Point annotation records
--- START ---

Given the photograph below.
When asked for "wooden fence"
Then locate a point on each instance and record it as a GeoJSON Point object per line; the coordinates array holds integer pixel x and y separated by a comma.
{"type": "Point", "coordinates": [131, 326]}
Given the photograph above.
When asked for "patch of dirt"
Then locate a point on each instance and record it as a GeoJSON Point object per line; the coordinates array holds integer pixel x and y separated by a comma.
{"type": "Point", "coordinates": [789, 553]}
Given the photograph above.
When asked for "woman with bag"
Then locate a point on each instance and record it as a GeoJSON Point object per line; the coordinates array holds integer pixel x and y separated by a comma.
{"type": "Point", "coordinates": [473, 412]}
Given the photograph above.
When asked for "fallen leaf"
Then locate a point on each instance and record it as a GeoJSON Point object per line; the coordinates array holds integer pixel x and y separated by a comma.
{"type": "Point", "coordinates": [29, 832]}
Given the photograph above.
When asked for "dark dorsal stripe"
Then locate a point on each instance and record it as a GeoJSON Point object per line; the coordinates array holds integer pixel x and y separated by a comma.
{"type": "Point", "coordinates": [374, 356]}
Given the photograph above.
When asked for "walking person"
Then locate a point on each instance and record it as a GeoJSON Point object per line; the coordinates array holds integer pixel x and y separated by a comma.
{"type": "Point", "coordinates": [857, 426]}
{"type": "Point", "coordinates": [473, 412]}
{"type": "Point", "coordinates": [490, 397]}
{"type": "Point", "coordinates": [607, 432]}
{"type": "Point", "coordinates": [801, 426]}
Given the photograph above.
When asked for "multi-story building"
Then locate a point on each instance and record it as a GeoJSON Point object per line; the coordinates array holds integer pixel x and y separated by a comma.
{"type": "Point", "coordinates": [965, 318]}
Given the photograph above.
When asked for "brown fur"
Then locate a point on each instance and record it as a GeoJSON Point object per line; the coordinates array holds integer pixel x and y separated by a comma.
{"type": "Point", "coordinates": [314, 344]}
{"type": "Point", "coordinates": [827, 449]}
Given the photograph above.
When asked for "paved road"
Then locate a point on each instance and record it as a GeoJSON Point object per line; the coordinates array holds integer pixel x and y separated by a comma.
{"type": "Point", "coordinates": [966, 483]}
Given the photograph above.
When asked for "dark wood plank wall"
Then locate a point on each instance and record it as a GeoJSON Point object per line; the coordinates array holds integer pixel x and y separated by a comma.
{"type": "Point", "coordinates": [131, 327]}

--- END ---

Return all the data exactly as given.

§ **Output below**
Given the photograph below.
When asked for "wooden fence"
Then locate a point on each instance and record it as a GeoJSON Point object per line; the coordinates array holds integer pixel x and y separated by a comma.
{"type": "Point", "coordinates": [131, 326]}
Given the photograph above.
When asked for "patch of dirt"
Then locate a point on each instance and record it as a GeoJSON Point object per line; the coordinates array holds integer pixel x and y separated by a comma.
{"type": "Point", "coordinates": [789, 553]}
Given the photograph above.
When asked for "woman with bag"
Then locate a point on each instance and record it as a GeoJSON Point object per line; the coordinates array holds integer pixel x and y separated by a comma.
{"type": "Point", "coordinates": [473, 412]}
Given the photograph above.
When asked for "fallen leaf"
Then locate a point on each instance and record it as a GeoJSON Point object per line; the coordinates array holds integer pixel x and y separated by a comma.
{"type": "Point", "coordinates": [29, 832]}
Given the photograph above.
When asked for "dark dorsal stripe"
Then locate a point on each instance and record it as a GeoJSON Point object per line; the coordinates array holds integer pixel x and y separated by a comma.
{"type": "Point", "coordinates": [374, 356]}
Given the photograph above.
When asked for "walking person"
Then locate a point on each instance and record it as a GeoJSON Point object per line; the coordinates array holds integer pixel x and y separated by a comma.
{"type": "Point", "coordinates": [857, 426]}
{"type": "Point", "coordinates": [473, 412]}
{"type": "Point", "coordinates": [490, 397]}
{"type": "Point", "coordinates": [607, 432]}
{"type": "Point", "coordinates": [801, 426]}
Given the photograph above.
When asked for "multi-story building"
Then locate a point on each instance and record it as a GeoJSON Point object per line; the coordinates array holds integer pixel x and y separated by a comma.
{"type": "Point", "coordinates": [965, 318]}
Given the photograph above.
When asked for "brown fur"
Then locate a point on each instance and record it as a GeoJSON Point object per line; the coordinates array holds integer pixel x and y separated by a comma.
{"type": "Point", "coordinates": [314, 344]}
{"type": "Point", "coordinates": [827, 449]}
Given the photograph above.
When asked for "paved road"
Then locate a point on each instance and record it as a GeoJSON Point object per line; the coordinates array holds integer pixel x and y separated by a comma.
{"type": "Point", "coordinates": [966, 483]}
Given the photograph above.
When asked for "dark wood plank wall"
Then locate a point on each instance and record it as a GeoJSON Point object per line; the coordinates array holds integer pixel x and y separated by a comma.
{"type": "Point", "coordinates": [131, 327]}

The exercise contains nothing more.